**課題 1**
ハーブティーの記事のうち、「人生を変えるライティング教室」から「ってしまった。緊張から解放されたいのだ。」までの部分を、一字も変えずに抜き出す。
**課題 2**
ハーブティーの記事を、最後の文の次から書き継ぐ。

**記事本文**

>>>>>

メディアグランプリ

大好きだったハイボールやコーヒーではなく、ハーブティーを飲みながら


*この記事は、「ライティング・ゼミ」にご参加のお客様に書いていただいたものです。

人生を変えるライティング教室「天狼院ライティング・ゼミ」〜なぜ受講生が書いた記事が次々にバズを起こせるのか?賞を取れるのか?プロも通うのか?〜

記事:いしだ(ライティング・ゼミ日曜コース)
 
 
「しみわたる……。おいしい」
数年前まで、毎晩のハイボールがルーティーンになっていた。朝はちょっとした二日酔いで迎えることが少しずつ増えてきていることは正直、気づいていた。
仕事に家事に育児に追われている。仕事も若い頃以上に失敗が怖くなった。おかげで責任感をもって取り組んではいる。勢いはなくなったが、昔ほど大きな失敗は減ったと思う。でも、すべてがうまくいくわけでもない。なかなか、結果が出ないこともある。失敗してしまうこともある。おかげで緊張感が常日頃、抜けなくなってしまった。緊張から解放されたいのだ。

<<<<<

**抽出データ**
>>>>>

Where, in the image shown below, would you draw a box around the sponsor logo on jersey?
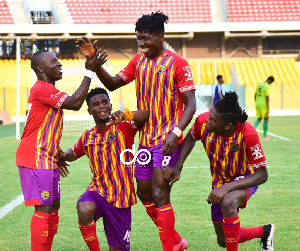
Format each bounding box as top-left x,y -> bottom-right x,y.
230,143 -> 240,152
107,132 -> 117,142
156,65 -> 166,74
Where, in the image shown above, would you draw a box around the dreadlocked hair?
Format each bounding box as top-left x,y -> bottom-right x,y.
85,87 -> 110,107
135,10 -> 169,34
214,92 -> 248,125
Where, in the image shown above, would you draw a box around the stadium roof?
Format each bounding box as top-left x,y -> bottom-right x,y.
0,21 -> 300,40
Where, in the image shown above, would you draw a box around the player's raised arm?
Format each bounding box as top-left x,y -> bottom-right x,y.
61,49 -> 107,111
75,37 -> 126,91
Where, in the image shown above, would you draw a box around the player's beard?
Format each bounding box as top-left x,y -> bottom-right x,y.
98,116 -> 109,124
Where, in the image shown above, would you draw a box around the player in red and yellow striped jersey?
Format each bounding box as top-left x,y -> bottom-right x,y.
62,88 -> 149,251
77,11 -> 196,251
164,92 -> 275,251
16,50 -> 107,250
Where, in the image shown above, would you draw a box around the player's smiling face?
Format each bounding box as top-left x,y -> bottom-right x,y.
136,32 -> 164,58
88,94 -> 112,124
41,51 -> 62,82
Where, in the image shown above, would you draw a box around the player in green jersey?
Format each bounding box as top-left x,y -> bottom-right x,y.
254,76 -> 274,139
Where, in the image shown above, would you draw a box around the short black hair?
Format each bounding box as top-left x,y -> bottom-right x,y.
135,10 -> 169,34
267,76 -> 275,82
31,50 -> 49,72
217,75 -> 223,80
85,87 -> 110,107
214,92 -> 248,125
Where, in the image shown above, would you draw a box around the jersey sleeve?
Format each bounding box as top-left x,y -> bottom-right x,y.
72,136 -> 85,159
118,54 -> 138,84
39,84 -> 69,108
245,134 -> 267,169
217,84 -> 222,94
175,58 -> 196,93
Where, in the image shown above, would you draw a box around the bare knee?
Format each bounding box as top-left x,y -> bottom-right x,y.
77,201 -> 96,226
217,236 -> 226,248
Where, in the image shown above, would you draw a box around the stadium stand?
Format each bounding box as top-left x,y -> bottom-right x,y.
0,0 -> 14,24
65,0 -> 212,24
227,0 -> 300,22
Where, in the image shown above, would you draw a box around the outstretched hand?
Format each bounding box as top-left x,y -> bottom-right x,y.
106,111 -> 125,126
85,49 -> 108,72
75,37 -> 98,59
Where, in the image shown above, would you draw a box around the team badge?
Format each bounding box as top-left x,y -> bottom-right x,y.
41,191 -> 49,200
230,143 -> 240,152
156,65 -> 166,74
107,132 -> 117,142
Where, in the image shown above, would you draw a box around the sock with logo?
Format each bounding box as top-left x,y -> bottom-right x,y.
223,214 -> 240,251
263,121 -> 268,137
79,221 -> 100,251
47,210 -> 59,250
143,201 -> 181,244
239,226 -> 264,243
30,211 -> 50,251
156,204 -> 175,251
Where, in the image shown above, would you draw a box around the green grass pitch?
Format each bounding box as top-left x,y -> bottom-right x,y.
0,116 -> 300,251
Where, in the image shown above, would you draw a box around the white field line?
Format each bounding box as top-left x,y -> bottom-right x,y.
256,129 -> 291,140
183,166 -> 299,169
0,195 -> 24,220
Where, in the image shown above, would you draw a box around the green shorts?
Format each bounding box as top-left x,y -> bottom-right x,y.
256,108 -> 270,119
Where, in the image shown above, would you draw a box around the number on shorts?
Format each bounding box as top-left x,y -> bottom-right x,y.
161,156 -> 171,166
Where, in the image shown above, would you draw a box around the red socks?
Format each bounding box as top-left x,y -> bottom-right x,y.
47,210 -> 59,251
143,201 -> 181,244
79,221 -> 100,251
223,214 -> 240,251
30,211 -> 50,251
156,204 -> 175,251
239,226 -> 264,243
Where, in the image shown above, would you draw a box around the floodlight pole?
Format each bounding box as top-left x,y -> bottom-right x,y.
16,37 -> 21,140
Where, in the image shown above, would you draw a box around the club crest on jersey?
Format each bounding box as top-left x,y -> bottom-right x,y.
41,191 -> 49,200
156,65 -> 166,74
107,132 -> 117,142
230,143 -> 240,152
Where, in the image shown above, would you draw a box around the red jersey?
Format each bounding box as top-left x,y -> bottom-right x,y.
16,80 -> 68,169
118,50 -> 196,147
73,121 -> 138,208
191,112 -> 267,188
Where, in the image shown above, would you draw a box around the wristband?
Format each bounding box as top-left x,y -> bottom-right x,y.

<<<<<

**回答 1**
人生を変えるライティング教室「天狼院ライティング・ゼミ」〜なぜ受講生が書いた記事が次々にバズを起こせるのか?賞を取れるのか?プロも通うのか?〜

記事:いしだ(ライティング・ゼミ日曜コース)
 
 
「しみわたる……。おいしい」
数年前まで、毎晩のハイボールがルーティーンになっていた。朝はちょっとした二日酔いで迎えることが少しずつ増えてきていることは正直、気づいていた。
仕事に家事に育児に追われている。仕事も若い頃以上に失敗が怖くなった。おかげで責任感をもって取り組んではいる。勢いはなくなったが、昔ほど大きな失敗は減ったと思う。でも、すべてがうまくいくわけでもない。なかなか、結果が出ないこともある。失敗してしまうこともある。おかげで緊張感が常日頃、抜けなくなってしまった。緊張から解放されたいのだ。

**回答 2**
お酒を飲みながら、料理をするのはとても楽しい。楽しいお酒はいいものだ。作った料理もおいしいし、家族との会話もはずむ。適量のお酒は百薬の長。なんだかお酒に強くなってきている気がする。でも、本当に強くなっているのだったら、朝起きて二日酔いにはなっていない。頭痛もあるし、胃も痛い、なんだかぐるぐるめまいもするのは、ちょっと飲みすぎかもしれない。ある日、ひどく仕事で緊張をしてしまった。緊張から後味の悪い結果になってしまった。もともと、嫌な予感はあったのだ。それが的中してしまったのだ。もっと準備すればよかった。ひどく自分を責めた帰り道、飲んでさっさと寝ようと奮発してワインを買う。
「乾杯!」
自分のご褒美。ワインとおつまみのチーズで幸せを満喫する。
夜中の3時に目が覚める。気持ちが悪い。ワインは悪酔いするのはわかっていたはず。ワインは大好きだが、飲んだ後毎回後悔する。何度も水を飲む。何度やれば気がすむのだろうと、落ち込むが、それどころではない。ベッドに倒れこむ。
翌日は友人の家に行ってからランチ予定だった。二日酔いで迎えた当日。できれば一日寝ていたかったが、この友人はとにかくドタキャンを嫌う。いつも元気な友人だが、「精神的な落ち込みがすごいので、ドタキャンだけはやめてほしい」
と、以前から言われている。ギリギリの時間まで回復を見込み、寝る。あぁ、もう時間切れ。胃もムカムカするし、頭も痛いが、シャワーを浴びて着替え、メイクする。友人宅に向かう。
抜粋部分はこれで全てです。